*What is being asked:*
Swap "annotate" for "mark" everywhere in the material below and leave every other word unchanged. Omit the pictures from your answer.

** BEGIN Supplied records **

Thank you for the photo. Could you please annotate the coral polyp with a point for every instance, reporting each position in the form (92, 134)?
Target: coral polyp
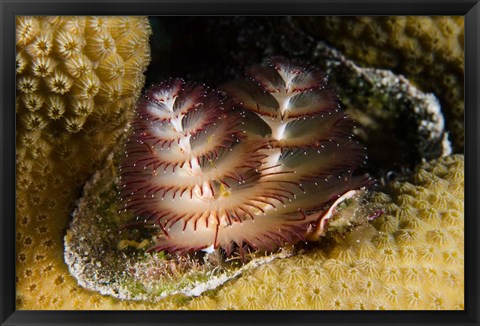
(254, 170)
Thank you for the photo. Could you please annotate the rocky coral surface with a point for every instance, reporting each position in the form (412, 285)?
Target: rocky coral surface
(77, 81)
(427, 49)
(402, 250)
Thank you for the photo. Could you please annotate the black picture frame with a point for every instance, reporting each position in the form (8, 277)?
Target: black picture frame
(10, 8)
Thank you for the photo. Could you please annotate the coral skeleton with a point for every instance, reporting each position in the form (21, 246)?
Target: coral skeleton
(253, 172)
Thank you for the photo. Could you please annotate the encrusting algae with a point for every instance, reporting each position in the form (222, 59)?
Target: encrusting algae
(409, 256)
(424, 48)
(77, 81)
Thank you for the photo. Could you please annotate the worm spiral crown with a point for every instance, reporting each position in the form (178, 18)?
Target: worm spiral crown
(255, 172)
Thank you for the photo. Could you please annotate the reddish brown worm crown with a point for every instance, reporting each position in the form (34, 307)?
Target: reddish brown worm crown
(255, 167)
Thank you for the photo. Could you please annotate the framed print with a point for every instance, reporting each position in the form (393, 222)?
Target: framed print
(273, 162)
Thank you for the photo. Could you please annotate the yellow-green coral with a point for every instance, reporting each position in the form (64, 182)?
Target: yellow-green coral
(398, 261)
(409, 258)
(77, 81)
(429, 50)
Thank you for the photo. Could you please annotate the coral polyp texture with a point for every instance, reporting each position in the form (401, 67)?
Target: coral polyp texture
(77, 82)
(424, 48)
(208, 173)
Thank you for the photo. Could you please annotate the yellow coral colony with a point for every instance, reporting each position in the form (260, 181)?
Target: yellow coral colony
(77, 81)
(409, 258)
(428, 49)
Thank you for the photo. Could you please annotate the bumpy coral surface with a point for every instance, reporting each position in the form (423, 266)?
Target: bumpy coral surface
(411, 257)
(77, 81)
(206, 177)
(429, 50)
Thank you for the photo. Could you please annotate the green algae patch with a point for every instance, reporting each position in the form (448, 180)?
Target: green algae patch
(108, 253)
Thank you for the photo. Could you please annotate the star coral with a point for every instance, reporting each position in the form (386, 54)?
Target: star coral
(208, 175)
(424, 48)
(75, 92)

** END Supplied records **

*Expected output:*
Thank you for the photo. Could you please mark the coral polyp with a point for every instance, reporting each position in the form (92, 134)?
Target: coral polyp
(254, 170)
Thank you for the photo. Could you please mark the rocky coral surface with a point for every instance, reporting each position in the form (412, 285)?
Target: rocky coral surface
(77, 81)
(427, 49)
(402, 250)
Thank you for the photo. Could you please mark the black picture frame with a point for every instance, reporting each position in the form (8, 277)?
Target: black picture frame
(10, 8)
Thank you for the photo. Could you please mark the coral skeleton with a point for every instance, reporting each position in the form (21, 246)?
Target: coral skeleton
(253, 172)
Thank you for the photo. Could you please mark the encrusting algae with a point for every instance, reporting each position in the form (222, 59)?
Target: encrusting algae
(409, 256)
(424, 48)
(77, 81)
Thank you for the photo. Could you please mark the worm spiral crown with a point for every instance, reporting each position in the form (178, 18)?
Target: worm spiral crown
(255, 172)
Thank you for the photo. Could you please mark the reddish brown worm crown with a point for every instance, reporting each position in the form (34, 307)?
Target: reddish brown worm crown
(255, 167)
Thank you for the photo. Could you please mark the framed print with a point for every instance, reporting each position in the form (393, 222)?
Target: framed print
(273, 162)
Thank you for the photo. Could you please mark the yellow-green coral with a point for every instance, reporting each position in the form (64, 182)?
Target: yellow-green coral
(398, 261)
(409, 258)
(77, 81)
(429, 50)
Thank you for the photo. Could you please mark the coral polyp texture with a point for every instance, reporting each position in the form (401, 67)?
Target: coral polyp texture
(77, 82)
(424, 48)
(208, 173)
Thank you for the photo. Could you please mark the yellow coral colony with a point for every instance, reporting each position in the form (260, 181)?
Target: yellow coral colony
(77, 81)
(409, 258)
(428, 49)
Thank you for the photo. Could you please mark the bumpy coral surface with a point for every instance, reporting each position in the form (423, 266)?
Target: bumpy coral surface
(411, 257)
(77, 81)
(206, 177)
(429, 50)
Thank you for the photo. Could you please mark the green algae patch with a point for every instance, reporting each position in the form (448, 180)?
Target: green algae patch
(108, 253)
Thank you for the photo. Could you please mark the star coral with a point for every instance, reporting each position in the form (386, 54)?
Target: star coral
(208, 175)
(424, 48)
(75, 92)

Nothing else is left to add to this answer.